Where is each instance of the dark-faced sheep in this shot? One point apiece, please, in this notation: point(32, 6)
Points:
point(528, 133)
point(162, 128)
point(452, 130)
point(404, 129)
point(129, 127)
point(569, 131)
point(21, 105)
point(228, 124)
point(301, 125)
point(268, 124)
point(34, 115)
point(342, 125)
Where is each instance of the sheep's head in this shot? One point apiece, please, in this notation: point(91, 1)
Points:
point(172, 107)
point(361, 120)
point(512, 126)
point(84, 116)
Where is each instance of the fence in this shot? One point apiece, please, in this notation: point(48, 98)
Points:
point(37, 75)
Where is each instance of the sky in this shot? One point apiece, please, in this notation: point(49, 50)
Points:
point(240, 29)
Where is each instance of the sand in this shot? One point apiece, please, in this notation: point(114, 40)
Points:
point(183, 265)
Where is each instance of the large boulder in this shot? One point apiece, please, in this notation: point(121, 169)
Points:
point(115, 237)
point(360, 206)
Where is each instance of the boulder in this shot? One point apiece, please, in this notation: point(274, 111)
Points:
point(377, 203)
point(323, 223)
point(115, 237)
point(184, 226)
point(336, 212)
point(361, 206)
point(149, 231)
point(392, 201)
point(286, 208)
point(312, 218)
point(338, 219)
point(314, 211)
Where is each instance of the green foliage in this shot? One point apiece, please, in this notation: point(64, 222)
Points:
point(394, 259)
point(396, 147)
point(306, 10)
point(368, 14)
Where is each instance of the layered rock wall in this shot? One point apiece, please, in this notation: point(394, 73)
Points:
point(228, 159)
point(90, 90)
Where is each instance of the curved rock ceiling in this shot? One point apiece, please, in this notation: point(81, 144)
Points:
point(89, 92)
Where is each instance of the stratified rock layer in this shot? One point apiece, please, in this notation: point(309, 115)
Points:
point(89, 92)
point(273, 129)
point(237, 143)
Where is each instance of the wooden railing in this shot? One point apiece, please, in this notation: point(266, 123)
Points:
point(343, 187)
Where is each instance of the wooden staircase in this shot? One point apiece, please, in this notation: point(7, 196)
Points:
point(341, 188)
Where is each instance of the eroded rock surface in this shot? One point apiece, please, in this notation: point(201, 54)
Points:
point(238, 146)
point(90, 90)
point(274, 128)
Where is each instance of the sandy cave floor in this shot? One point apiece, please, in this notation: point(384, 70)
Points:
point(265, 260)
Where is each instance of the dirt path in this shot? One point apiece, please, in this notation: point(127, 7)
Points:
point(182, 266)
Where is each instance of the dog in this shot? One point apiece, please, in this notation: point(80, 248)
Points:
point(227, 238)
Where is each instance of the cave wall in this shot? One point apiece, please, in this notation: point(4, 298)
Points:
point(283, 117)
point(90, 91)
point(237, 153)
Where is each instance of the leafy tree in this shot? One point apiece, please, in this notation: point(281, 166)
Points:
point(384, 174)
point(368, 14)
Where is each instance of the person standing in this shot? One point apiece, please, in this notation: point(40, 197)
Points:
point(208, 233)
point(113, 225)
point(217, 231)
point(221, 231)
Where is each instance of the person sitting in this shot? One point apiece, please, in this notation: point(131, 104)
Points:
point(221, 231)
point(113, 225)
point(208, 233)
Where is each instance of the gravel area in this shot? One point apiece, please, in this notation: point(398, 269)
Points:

== What is required ==
Find the word "sheep" in the listing above, then copy each line where it turns up.

== Answer space ==
Where is each instance of the dark-faced sheep in this shot? One point apiece, please, in this notation: point(32, 6)
Where is each instance of the sheep's head in this shot? One point apiece, please, in this notation: point(91, 1)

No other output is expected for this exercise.